# [Segmentation mask data]

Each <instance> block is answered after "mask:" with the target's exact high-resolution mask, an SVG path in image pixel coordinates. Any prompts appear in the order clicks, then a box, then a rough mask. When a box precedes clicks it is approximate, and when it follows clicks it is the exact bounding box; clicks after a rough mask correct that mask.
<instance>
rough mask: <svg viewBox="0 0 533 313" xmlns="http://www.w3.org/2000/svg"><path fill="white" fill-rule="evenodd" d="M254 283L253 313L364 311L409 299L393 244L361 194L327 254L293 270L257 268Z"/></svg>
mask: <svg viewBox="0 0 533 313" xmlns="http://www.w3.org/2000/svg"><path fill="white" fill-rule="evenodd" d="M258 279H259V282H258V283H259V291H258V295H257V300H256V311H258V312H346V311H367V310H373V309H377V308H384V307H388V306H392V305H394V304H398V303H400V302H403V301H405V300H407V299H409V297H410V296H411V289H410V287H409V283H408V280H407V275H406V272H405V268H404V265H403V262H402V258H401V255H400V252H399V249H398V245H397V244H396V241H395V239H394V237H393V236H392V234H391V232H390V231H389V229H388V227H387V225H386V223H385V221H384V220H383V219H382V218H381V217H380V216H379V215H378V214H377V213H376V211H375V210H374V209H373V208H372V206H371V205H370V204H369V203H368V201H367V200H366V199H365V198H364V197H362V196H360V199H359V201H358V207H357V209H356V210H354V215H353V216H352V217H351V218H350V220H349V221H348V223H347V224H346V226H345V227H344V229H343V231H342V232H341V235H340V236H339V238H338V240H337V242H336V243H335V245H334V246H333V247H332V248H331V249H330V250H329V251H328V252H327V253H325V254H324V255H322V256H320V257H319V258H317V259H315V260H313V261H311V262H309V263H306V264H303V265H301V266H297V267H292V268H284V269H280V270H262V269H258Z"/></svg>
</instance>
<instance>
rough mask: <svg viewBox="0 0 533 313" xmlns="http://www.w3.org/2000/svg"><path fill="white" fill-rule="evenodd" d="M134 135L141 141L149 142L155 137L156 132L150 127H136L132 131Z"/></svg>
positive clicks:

# [What to produce]
Rewrite all of the entries above, changing every "rough mask" to "coarse mask" and leaving everything else as it is.

# [Exercise result]
Each <instance> block is answered after "mask:" with the target's exact high-resolution mask, an SVG path in image pixel coordinates. Any prompts appear in the order clicks, then a box, then a coarse mask. When a box precedes clicks it is approximate, and when it follows clicks it is the exact bounding box; clicks after a coarse mask correct that mask.
<instance>
coarse mask: <svg viewBox="0 0 533 313" xmlns="http://www.w3.org/2000/svg"><path fill="white" fill-rule="evenodd" d="M254 283L253 313L364 311L409 299L393 244L361 194L327 254L293 270L257 268Z"/></svg>
mask: <svg viewBox="0 0 533 313" xmlns="http://www.w3.org/2000/svg"><path fill="white" fill-rule="evenodd" d="M258 279H259V282H258V283H259V291H258V295H257V300H256V311H258V312H346V311H367V310H373V309H377V308H384V307H388V306H392V305H394V304H398V303H400V302H403V301H405V300H407V299H409V297H410V296H411V289H410V287H409V283H408V280H407V275H406V272H405V268H404V265H403V262H402V258H401V255H400V252H399V249H398V245H397V244H396V241H395V239H394V237H393V236H392V234H391V232H390V231H389V229H388V227H387V225H386V223H385V221H384V220H383V219H382V218H381V217H380V216H379V215H378V214H377V213H376V211H375V210H374V209H373V208H372V206H371V205H370V204H369V203H368V201H367V200H366V199H365V198H364V197H362V196H360V199H359V201H358V207H357V209H356V210H354V215H353V216H352V217H351V218H350V220H349V221H348V223H347V224H346V226H345V227H344V229H343V231H342V232H341V235H340V236H339V238H338V240H337V242H336V243H335V245H334V246H333V247H332V248H331V249H330V250H329V251H328V252H327V253H325V254H324V255H322V256H320V257H319V258H317V259H315V260H313V261H311V262H309V263H306V264H303V265H301V266H297V267H292V268H284V269H280V270H262V269H258Z"/></svg>
</instance>
<instance>
coarse mask: <svg viewBox="0 0 533 313" xmlns="http://www.w3.org/2000/svg"><path fill="white" fill-rule="evenodd" d="M134 135L141 141L149 142L155 137L156 132L150 127H136L132 131Z"/></svg>
positive clicks:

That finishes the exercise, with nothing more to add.